• WHAT THE TASK ASKS:
Find every line in the entries below that contains the word "black", and copy each of those lines out in full.

• SUPPLIED MATERIAL:
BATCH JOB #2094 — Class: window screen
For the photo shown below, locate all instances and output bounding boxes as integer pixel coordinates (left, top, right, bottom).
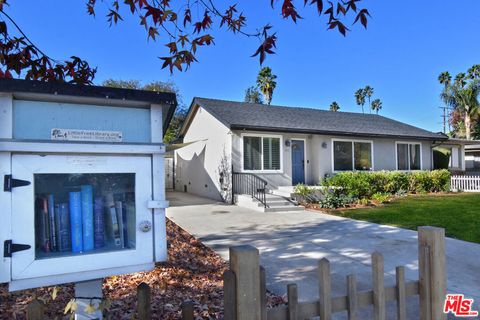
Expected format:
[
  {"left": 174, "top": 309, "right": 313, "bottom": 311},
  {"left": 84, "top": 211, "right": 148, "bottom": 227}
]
[
  {"left": 243, "top": 137, "right": 262, "bottom": 170},
  {"left": 397, "top": 143, "right": 408, "bottom": 170},
  {"left": 333, "top": 141, "right": 353, "bottom": 171},
  {"left": 353, "top": 142, "right": 372, "bottom": 171},
  {"left": 263, "top": 138, "right": 280, "bottom": 170}
]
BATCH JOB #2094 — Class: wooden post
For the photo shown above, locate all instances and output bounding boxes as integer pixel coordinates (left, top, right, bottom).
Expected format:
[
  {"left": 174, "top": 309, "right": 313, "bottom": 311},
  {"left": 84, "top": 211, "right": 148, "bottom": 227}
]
[
  {"left": 418, "top": 227, "right": 447, "bottom": 320},
  {"left": 230, "top": 245, "right": 261, "bottom": 320},
  {"left": 137, "top": 282, "right": 152, "bottom": 320},
  {"left": 347, "top": 274, "right": 357, "bottom": 320},
  {"left": 372, "top": 251, "right": 387, "bottom": 320},
  {"left": 27, "top": 299, "right": 45, "bottom": 320},
  {"left": 395, "top": 267, "right": 407, "bottom": 320},
  {"left": 260, "top": 266, "right": 267, "bottom": 320},
  {"left": 223, "top": 270, "right": 237, "bottom": 320},
  {"left": 318, "top": 258, "right": 332, "bottom": 320},
  {"left": 182, "top": 300, "right": 195, "bottom": 320},
  {"left": 287, "top": 283, "right": 298, "bottom": 320}
]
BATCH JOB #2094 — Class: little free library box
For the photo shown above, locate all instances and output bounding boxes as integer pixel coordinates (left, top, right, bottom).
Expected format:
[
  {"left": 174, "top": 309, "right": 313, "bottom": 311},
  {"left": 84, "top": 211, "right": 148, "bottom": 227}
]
[{"left": 0, "top": 79, "right": 177, "bottom": 291}]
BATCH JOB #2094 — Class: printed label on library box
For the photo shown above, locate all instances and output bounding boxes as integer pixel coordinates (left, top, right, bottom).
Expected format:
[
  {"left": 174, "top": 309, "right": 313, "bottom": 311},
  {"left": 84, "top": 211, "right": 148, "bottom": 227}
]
[{"left": 51, "top": 128, "right": 122, "bottom": 142}]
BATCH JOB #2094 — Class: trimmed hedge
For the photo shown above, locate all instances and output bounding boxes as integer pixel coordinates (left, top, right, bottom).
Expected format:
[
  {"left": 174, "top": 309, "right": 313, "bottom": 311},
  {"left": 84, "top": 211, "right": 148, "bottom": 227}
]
[{"left": 321, "top": 169, "right": 450, "bottom": 199}]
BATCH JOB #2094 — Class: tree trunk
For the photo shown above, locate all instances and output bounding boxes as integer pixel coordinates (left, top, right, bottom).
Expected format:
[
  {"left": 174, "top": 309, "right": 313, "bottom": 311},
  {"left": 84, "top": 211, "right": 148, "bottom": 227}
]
[{"left": 465, "top": 111, "right": 472, "bottom": 140}]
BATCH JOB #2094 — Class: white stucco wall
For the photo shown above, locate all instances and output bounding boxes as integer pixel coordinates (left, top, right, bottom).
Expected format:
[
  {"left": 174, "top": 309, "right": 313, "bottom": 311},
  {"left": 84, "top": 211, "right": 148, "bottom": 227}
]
[
  {"left": 232, "top": 131, "right": 316, "bottom": 188},
  {"left": 232, "top": 131, "right": 432, "bottom": 188},
  {"left": 175, "top": 107, "right": 232, "bottom": 202}
]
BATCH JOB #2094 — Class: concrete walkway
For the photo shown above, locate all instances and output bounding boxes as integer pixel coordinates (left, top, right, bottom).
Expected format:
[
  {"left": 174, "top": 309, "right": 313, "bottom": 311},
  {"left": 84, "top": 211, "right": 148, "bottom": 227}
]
[{"left": 167, "top": 192, "right": 480, "bottom": 319}]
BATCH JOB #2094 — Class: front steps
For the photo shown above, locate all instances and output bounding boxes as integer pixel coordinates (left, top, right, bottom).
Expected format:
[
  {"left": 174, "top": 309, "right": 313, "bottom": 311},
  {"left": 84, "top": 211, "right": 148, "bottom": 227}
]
[
  {"left": 236, "top": 193, "right": 304, "bottom": 212},
  {"left": 269, "top": 186, "right": 295, "bottom": 199}
]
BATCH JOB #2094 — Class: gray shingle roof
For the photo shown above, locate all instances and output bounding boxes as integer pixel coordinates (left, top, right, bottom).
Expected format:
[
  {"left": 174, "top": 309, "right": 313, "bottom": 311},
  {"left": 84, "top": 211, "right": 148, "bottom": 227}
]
[{"left": 192, "top": 98, "right": 448, "bottom": 140}]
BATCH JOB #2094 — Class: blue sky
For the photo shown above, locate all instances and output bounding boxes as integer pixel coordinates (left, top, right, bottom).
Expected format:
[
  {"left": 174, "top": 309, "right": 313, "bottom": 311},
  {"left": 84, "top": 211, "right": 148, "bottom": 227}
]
[{"left": 6, "top": 0, "right": 480, "bottom": 131}]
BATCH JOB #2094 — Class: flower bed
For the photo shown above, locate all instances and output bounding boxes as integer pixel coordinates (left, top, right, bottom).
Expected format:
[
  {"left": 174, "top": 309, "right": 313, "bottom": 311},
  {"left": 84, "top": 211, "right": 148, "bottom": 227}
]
[{"left": 294, "top": 170, "right": 450, "bottom": 209}]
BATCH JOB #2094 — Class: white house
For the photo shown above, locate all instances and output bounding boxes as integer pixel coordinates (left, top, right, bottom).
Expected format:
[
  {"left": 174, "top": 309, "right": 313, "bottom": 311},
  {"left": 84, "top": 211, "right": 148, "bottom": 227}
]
[
  {"left": 465, "top": 144, "right": 480, "bottom": 172},
  {"left": 175, "top": 98, "right": 464, "bottom": 208}
]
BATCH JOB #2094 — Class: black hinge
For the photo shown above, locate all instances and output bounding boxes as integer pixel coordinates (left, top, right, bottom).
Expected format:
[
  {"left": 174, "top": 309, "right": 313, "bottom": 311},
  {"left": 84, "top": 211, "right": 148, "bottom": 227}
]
[
  {"left": 3, "top": 240, "right": 31, "bottom": 258},
  {"left": 3, "top": 174, "right": 31, "bottom": 192}
]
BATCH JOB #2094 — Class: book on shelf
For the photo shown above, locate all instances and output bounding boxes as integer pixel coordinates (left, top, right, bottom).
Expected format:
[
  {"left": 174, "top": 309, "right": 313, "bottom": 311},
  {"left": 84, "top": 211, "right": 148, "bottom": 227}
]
[
  {"left": 47, "top": 194, "right": 57, "bottom": 251},
  {"left": 55, "top": 203, "right": 71, "bottom": 252},
  {"left": 125, "top": 202, "right": 136, "bottom": 249},
  {"left": 80, "top": 185, "right": 94, "bottom": 251},
  {"left": 115, "top": 201, "right": 125, "bottom": 248},
  {"left": 35, "top": 197, "right": 50, "bottom": 252},
  {"left": 68, "top": 191, "right": 83, "bottom": 252},
  {"left": 93, "top": 197, "right": 105, "bottom": 249},
  {"left": 105, "top": 193, "right": 122, "bottom": 247}
]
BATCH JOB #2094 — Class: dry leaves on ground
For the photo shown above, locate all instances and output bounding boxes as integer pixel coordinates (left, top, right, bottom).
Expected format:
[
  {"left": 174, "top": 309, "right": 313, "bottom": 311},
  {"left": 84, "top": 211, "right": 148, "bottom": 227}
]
[{"left": 0, "top": 221, "right": 284, "bottom": 320}]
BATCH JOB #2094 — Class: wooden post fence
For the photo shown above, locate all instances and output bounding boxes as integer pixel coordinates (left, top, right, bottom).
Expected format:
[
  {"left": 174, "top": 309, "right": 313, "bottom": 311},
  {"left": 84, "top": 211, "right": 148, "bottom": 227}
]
[
  {"left": 224, "top": 227, "right": 446, "bottom": 320},
  {"left": 27, "top": 227, "right": 446, "bottom": 320}
]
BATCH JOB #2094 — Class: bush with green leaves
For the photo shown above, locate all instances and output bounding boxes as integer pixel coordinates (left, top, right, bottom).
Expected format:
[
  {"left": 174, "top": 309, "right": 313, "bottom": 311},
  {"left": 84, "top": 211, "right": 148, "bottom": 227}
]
[
  {"left": 293, "top": 183, "right": 318, "bottom": 203},
  {"left": 322, "top": 169, "right": 451, "bottom": 199},
  {"left": 372, "top": 192, "right": 392, "bottom": 203},
  {"left": 319, "top": 188, "right": 353, "bottom": 209}
]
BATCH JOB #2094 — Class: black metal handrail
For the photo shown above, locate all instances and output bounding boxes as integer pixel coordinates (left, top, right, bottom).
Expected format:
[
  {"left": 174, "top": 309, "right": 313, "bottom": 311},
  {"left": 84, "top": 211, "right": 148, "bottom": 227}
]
[{"left": 232, "top": 172, "right": 268, "bottom": 208}]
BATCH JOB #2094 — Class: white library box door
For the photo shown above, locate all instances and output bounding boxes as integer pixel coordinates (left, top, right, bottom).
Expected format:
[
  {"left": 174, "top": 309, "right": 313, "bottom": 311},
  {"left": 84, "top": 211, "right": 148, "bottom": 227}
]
[{"left": 12, "top": 154, "right": 153, "bottom": 280}]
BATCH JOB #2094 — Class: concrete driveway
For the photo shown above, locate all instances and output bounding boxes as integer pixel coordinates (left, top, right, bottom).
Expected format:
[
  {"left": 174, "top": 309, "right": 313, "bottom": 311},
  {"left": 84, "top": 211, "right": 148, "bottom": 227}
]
[{"left": 167, "top": 192, "right": 480, "bottom": 319}]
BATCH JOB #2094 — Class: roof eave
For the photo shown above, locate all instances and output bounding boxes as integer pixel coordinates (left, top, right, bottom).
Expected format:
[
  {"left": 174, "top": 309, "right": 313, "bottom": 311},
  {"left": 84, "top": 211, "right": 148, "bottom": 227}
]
[{"left": 230, "top": 124, "right": 448, "bottom": 141}]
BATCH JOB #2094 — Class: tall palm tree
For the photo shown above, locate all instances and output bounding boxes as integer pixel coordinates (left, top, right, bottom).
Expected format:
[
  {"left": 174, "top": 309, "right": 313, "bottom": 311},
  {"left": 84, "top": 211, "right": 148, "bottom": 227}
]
[
  {"left": 438, "top": 71, "right": 452, "bottom": 87},
  {"left": 371, "top": 99, "right": 382, "bottom": 114},
  {"left": 440, "top": 70, "right": 480, "bottom": 140},
  {"left": 330, "top": 101, "right": 340, "bottom": 112},
  {"left": 257, "top": 67, "right": 277, "bottom": 105},
  {"left": 468, "top": 64, "right": 480, "bottom": 80},
  {"left": 355, "top": 89, "right": 365, "bottom": 113},
  {"left": 363, "top": 85, "right": 373, "bottom": 113}
]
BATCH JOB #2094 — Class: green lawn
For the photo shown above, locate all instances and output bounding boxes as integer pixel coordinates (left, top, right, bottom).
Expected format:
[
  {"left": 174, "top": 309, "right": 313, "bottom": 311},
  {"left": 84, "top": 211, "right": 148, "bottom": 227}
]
[{"left": 332, "top": 193, "right": 480, "bottom": 243}]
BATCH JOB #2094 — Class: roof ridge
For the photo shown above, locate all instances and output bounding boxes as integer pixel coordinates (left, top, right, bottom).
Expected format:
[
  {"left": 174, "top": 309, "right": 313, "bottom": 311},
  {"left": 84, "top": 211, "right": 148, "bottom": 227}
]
[{"left": 193, "top": 97, "right": 380, "bottom": 119}]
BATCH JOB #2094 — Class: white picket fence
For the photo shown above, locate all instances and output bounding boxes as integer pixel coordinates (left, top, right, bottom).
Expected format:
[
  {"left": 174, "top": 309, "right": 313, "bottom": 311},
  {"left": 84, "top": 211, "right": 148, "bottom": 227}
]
[{"left": 450, "top": 176, "right": 480, "bottom": 192}]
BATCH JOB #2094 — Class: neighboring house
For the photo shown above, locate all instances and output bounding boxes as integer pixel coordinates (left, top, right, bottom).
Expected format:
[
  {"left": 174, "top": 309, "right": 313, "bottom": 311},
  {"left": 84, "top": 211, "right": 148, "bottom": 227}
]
[
  {"left": 175, "top": 98, "right": 464, "bottom": 201},
  {"left": 465, "top": 144, "right": 480, "bottom": 172}
]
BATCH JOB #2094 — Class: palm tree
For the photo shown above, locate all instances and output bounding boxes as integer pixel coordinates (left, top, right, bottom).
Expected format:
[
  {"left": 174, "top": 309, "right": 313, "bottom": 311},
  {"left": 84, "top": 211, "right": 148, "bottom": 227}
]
[
  {"left": 440, "top": 69, "right": 480, "bottom": 140},
  {"left": 371, "top": 99, "right": 382, "bottom": 114},
  {"left": 468, "top": 64, "right": 480, "bottom": 80},
  {"left": 363, "top": 85, "right": 373, "bottom": 113},
  {"left": 330, "top": 101, "right": 340, "bottom": 112},
  {"left": 438, "top": 71, "right": 452, "bottom": 87},
  {"left": 355, "top": 89, "right": 365, "bottom": 113},
  {"left": 243, "top": 86, "right": 263, "bottom": 104},
  {"left": 257, "top": 67, "right": 277, "bottom": 105}
]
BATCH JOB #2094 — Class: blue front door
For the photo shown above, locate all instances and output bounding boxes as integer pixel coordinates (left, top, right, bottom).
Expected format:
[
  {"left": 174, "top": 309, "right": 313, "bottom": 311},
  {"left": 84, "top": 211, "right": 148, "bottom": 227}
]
[{"left": 292, "top": 140, "right": 305, "bottom": 185}]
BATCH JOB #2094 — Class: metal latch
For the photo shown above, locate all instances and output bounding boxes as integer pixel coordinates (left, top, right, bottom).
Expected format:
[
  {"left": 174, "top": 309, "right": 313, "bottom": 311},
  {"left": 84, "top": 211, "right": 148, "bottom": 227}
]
[
  {"left": 3, "top": 240, "right": 31, "bottom": 258},
  {"left": 3, "top": 174, "right": 31, "bottom": 192}
]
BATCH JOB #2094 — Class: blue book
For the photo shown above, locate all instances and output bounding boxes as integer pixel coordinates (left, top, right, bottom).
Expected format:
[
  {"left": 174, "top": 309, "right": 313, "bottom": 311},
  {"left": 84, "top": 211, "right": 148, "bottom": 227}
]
[
  {"left": 55, "top": 203, "right": 71, "bottom": 252},
  {"left": 47, "top": 194, "right": 57, "bottom": 251},
  {"left": 68, "top": 192, "right": 83, "bottom": 252},
  {"left": 80, "top": 185, "right": 93, "bottom": 251},
  {"left": 93, "top": 197, "right": 105, "bottom": 249}
]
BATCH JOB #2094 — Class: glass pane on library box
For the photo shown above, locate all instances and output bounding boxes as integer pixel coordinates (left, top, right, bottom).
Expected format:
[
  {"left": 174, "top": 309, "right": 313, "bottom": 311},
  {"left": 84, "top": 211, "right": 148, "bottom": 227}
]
[{"left": 34, "top": 173, "right": 136, "bottom": 259}]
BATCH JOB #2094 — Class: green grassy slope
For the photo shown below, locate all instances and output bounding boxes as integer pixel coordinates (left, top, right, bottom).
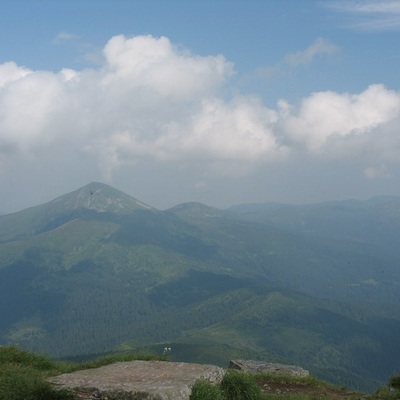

• RESPONSE FOR THIS EXERCISE:
BATCH JOB #2094 — Class: black hinge
BATCH JOB #2094 — Class: black metal handrail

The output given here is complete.